Image point annotation records
☆ ☆ ☆
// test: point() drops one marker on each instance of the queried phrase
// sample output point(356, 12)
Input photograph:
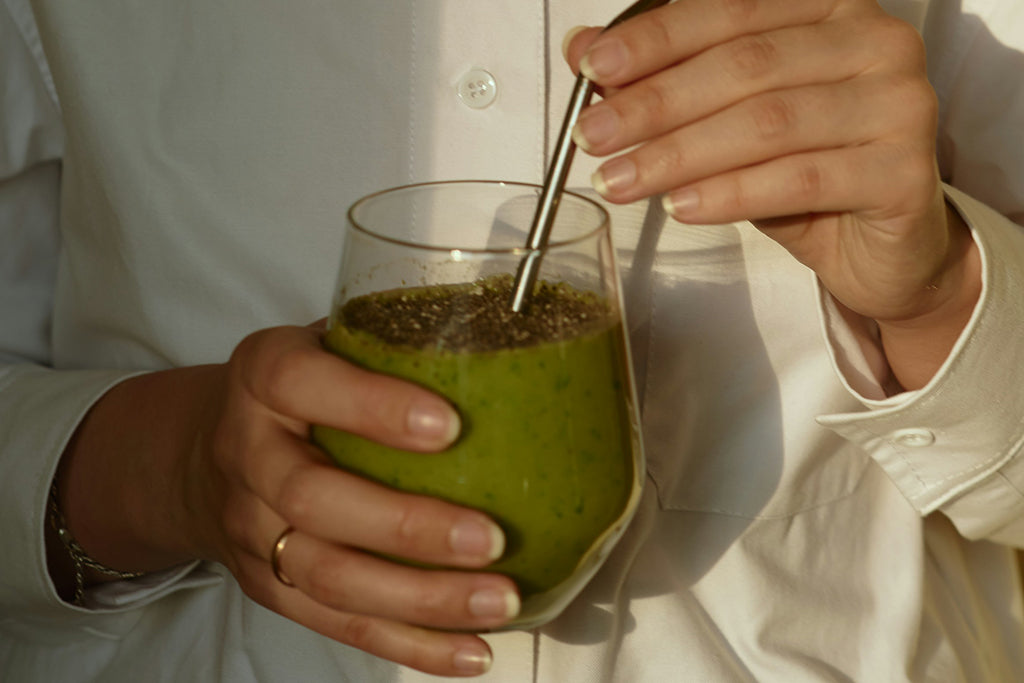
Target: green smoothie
point(547, 440)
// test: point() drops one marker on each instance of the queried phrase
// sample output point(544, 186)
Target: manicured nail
point(433, 419)
point(472, 659)
point(477, 538)
point(603, 60)
point(489, 602)
point(680, 203)
point(597, 125)
point(614, 176)
point(569, 35)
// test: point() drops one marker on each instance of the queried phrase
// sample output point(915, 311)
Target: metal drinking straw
point(554, 183)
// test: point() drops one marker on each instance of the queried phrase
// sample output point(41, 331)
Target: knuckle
point(325, 582)
point(653, 101)
point(739, 12)
point(408, 529)
point(669, 162)
point(297, 499)
point(282, 371)
point(752, 57)
point(808, 182)
point(360, 632)
point(902, 40)
point(659, 32)
point(918, 100)
point(428, 604)
point(773, 116)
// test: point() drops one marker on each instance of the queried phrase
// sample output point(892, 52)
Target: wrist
point(121, 481)
point(916, 347)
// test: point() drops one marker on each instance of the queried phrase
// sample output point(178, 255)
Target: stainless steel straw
point(554, 183)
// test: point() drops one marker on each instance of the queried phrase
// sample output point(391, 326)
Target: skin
point(812, 117)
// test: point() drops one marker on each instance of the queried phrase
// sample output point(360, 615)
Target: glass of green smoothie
point(550, 445)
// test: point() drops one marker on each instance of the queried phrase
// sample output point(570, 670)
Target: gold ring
point(279, 548)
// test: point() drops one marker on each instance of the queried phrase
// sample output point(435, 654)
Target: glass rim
point(515, 251)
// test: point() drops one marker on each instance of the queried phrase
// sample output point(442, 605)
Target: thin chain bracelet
point(78, 555)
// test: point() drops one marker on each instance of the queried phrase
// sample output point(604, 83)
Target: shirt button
point(477, 89)
point(913, 438)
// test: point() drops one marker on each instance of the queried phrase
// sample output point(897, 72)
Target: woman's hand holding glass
point(229, 467)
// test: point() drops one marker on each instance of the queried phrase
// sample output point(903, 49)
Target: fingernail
point(569, 35)
point(472, 538)
point(489, 602)
point(603, 60)
point(597, 125)
point(472, 659)
point(615, 176)
point(433, 419)
point(680, 203)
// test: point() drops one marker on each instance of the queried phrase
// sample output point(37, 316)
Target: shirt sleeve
point(40, 408)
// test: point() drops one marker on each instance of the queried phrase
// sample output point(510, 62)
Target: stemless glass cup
point(550, 445)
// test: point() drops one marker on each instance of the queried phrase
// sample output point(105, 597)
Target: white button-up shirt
point(797, 523)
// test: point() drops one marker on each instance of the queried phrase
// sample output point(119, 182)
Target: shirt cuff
point(40, 410)
point(962, 433)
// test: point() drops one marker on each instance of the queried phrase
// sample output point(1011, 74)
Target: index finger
point(665, 36)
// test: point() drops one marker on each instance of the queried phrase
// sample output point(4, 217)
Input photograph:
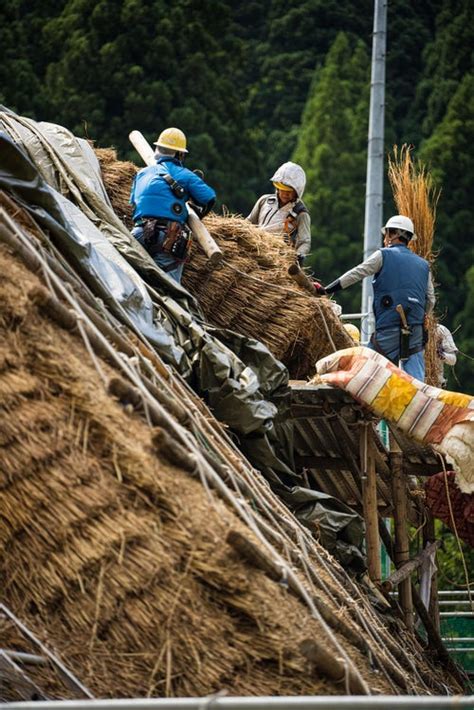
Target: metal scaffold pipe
point(375, 150)
point(382, 702)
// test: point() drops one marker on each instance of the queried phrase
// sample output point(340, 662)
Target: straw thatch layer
point(416, 197)
point(250, 292)
point(115, 557)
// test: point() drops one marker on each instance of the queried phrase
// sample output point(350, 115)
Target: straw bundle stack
point(416, 197)
point(251, 291)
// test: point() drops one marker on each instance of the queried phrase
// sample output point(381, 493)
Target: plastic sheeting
point(56, 178)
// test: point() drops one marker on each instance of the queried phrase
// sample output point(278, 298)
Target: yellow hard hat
point(281, 186)
point(172, 138)
point(353, 331)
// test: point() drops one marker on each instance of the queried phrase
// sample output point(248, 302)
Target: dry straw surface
point(118, 560)
point(251, 291)
point(416, 197)
point(114, 557)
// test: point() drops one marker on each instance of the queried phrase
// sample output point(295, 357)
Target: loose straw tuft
point(416, 197)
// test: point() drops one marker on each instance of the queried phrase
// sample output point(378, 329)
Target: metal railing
point(346, 702)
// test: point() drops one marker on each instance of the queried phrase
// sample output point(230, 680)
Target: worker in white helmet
point(403, 296)
point(284, 212)
point(159, 196)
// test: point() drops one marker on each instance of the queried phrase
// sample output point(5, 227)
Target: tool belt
point(162, 236)
point(404, 353)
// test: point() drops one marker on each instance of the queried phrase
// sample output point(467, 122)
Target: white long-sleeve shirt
point(371, 266)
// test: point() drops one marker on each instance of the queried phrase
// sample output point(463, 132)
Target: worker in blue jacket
point(159, 196)
point(403, 296)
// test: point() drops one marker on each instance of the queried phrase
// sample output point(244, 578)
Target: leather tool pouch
point(166, 238)
point(177, 241)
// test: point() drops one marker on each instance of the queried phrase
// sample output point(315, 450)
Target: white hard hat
point(399, 221)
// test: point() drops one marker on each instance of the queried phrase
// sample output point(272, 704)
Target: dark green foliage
point(447, 152)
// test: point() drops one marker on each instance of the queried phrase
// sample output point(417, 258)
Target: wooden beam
point(369, 498)
point(405, 570)
point(429, 536)
point(432, 632)
point(400, 516)
point(339, 463)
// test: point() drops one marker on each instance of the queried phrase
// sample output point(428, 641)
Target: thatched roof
point(251, 291)
point(123, 562)
point(136, 540)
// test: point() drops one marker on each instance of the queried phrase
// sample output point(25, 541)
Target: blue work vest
point(403, 279)
point(152, 196)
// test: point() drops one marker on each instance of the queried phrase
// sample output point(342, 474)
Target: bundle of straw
point(416, 197)
point(251, 291)
point(118, 177)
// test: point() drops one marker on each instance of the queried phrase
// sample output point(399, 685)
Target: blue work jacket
point(403, 279)
point(152, 196)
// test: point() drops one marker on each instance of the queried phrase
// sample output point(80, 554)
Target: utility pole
point(375, 158)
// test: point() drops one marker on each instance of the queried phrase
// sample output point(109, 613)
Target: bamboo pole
point(403, 572)
point(434, 638)
point(400, 516)
point(428, 537)
point(331, 666)
point(369, 500)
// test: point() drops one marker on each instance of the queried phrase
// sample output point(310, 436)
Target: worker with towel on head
point(284, 212)
point(159, 196)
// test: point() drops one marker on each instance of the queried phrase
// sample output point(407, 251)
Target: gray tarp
point(56, 177)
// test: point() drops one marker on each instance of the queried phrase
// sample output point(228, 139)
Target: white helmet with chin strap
point(404, 224)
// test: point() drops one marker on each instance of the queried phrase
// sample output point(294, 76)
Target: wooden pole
point(301, 279)
point(403, 572)
point(369, 499)
point(402, 551)
point(429, 537)
point(434, 638)
point(201, 234)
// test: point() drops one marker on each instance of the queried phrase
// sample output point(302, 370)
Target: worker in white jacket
point(284, 212)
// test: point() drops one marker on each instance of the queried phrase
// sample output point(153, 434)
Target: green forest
point(254, 84)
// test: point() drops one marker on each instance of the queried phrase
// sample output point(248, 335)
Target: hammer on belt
point(405, 332)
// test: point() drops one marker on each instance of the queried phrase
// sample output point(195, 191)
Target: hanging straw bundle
point(416, 197)
point(251, 291)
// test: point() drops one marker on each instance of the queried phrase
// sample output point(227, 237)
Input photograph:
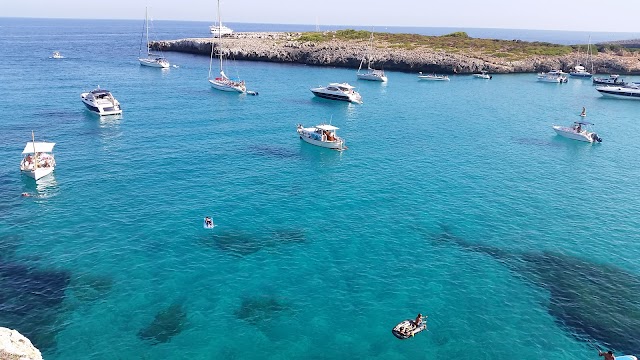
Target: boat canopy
point(100, 91)
point(344, 85)
point(327, 127)
point(39, 147)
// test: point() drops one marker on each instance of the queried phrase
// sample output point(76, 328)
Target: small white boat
point(223, 82)
point(38, 160)
point(432, 77)
point(371, 74)
point(407, 329)
point(322, 135)
point(338, 91)
point(101, 102)
point(151, 60)
point(220, 30)
point(553, 76)
point(581, 131)
point(580, 71)
point(611, 80)
point(482, 75)
point(631, 92)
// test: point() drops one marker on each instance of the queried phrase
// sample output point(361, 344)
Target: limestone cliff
point(288, 47)
point(14, 346)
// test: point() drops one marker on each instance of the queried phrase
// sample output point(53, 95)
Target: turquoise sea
point(454, 199)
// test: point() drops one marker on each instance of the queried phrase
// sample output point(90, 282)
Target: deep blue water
point(454, 199)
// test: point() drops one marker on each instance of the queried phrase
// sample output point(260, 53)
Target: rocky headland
point(455, 53)
point(14, 346)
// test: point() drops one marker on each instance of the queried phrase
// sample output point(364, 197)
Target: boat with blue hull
point(620, 92)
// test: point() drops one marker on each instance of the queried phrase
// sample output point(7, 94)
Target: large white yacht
point(322, 135)
point(482, 75)
point(581, 131)
point(101, 102)
point(553, 76)
point(338, 91)
point(620, 92)
point(613, 79)
point(38, 160)
point(432, 77)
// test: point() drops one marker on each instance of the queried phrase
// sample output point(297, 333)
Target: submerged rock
point(14, 346)
point(259, 308)
point(167, 323)
point(31, 300)
point(595, 301)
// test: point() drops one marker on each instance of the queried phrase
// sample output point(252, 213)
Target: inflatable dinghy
point(408, 328)
point(209, 224)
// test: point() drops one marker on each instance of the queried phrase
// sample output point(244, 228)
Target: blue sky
point(579, 15)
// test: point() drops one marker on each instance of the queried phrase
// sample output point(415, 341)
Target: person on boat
point(607, 356)
point(418, 321)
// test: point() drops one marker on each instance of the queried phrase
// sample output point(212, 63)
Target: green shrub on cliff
point(460, 34)
point(457, 42)
point(313, 37)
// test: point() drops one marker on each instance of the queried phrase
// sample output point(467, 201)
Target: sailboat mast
point(589, 50)
point(220, 35)
point(35, 155)
point(146, 24)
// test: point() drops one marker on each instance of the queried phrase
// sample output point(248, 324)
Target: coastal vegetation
point(454, 42)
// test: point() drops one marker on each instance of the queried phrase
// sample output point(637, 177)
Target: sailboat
point(223, 82)
point(371, 74)
point(38, 161)
point(579, 70)
point(151, 60)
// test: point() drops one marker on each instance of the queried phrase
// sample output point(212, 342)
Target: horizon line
point(332, 25)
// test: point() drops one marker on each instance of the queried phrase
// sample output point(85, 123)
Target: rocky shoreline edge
point(292, 48)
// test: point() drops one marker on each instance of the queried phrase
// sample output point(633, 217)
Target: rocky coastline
point(14, 346)
point(291, 48)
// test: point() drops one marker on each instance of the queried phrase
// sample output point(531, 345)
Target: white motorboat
point(371, 74)
point(482, 75)
point(223, 82)
point(408, 328)
point(38, 160)
point(338, 91)
point(432, 77)
point(101, 102)
point(620, 92)
point(580, 71)
point(553, 76)
point(322, 135)
point(611, 80)
point(220, 30)
point(151, 60)
point(581, 131)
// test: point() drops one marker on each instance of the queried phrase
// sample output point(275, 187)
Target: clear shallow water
point(317, 254)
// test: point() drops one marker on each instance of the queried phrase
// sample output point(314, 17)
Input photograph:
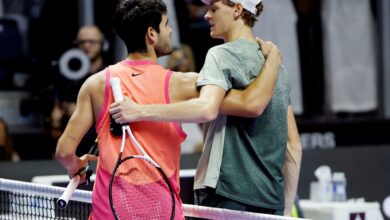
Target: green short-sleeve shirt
point(243, 157)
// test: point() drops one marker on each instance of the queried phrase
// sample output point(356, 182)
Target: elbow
point(62, 153)
point(254, 110)
point(209, 113)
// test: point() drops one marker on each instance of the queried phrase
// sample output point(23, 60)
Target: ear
point(151, 36)
point(238, 10)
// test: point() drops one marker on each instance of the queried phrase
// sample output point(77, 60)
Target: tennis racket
point(62, 202)
point(138, 188)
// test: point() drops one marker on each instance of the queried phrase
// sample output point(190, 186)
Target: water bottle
point(339, 187)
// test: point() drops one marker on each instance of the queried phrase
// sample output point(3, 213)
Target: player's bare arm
point(201, 109)
point(292, 163)
point(80, 122)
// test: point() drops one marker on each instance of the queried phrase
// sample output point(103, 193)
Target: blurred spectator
point(7, 152)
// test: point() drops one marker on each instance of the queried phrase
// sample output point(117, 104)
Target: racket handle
point(116, 89)
point(62, 202)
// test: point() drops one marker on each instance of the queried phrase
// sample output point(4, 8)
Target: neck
point(150, 55)
point(96, 65)
point(240, 32)
point(141, 56)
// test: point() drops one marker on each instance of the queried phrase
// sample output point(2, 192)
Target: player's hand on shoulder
point(267, 47)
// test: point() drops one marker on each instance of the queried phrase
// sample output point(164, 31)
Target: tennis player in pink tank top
point(143, 26)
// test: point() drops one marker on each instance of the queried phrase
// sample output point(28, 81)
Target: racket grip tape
point(116, 89)
point(62, 202)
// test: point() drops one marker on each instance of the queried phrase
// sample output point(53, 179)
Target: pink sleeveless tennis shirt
point(146, 83)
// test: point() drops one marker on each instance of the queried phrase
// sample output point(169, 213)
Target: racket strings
point(137, 199)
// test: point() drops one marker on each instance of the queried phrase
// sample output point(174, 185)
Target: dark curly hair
point(132, 18)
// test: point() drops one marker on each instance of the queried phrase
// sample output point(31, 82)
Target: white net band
point(83, 196)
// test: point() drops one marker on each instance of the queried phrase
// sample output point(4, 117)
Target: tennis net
point(23, 200)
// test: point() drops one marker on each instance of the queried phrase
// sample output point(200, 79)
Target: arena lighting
point(71, 56)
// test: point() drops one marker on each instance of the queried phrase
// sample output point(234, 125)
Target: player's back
point(144, 82)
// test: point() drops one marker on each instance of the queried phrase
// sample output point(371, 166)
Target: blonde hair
point(246, 15)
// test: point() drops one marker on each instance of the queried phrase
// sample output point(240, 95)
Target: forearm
point(193, 110)
point(292, 162)
point(66, 153)
point(291, 170)
point(201, 109)
point(252, 101)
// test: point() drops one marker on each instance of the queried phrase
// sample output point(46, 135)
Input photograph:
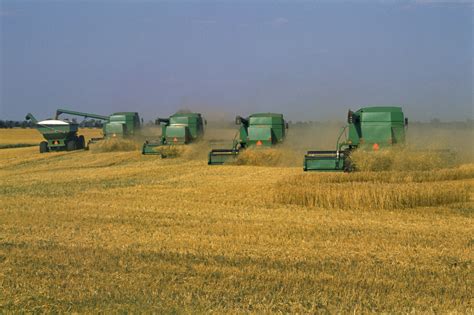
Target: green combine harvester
point(121, 124)
point(371, 128)
point(258, 130)
point(60, 135)
point(178, 129)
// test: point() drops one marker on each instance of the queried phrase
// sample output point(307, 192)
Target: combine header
point(368, 128)
point(258, 130)
point(180, 128)
point(60, 135)
point(121, 124)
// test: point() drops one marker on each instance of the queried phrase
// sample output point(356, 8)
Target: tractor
point(59, 135)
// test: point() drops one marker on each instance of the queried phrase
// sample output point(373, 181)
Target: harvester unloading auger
point(368, 128)
point(258, 130)
point(121, 124)
point(180, 128)
point(59, 135)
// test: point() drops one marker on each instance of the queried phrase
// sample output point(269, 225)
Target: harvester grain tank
point(180, 128)
point(120, 124)
point(371, 128)
point(59, 135)
point(258, 130)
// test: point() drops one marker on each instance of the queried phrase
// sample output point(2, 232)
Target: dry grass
point(118, 231)
point(377, 190)
point(403, 159)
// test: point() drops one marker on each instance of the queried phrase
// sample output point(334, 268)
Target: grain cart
point(121, 124)
point(59, 135)
point(258, 130)
point(180, 128)
point(370, 128)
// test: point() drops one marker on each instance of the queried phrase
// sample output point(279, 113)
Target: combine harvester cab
point(179, 129)
point(370, 128)
point(261, 130)
point(121, 124)
point(60, 135)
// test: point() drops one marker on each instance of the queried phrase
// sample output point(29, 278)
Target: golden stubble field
point(86, 231)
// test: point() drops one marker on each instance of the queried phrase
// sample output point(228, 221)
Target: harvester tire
point(81, 142)
point(43, 147)
point(71, 145)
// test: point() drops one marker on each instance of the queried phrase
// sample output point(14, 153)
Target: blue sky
☆ ☆ ☆
* _Your task_
Return every line of the records that contains the word "worker".

* _Full solution_
Target: worker in white helmet
Target: worker in blue jacket
Target: worker with towel on head
Target: worker in white jacket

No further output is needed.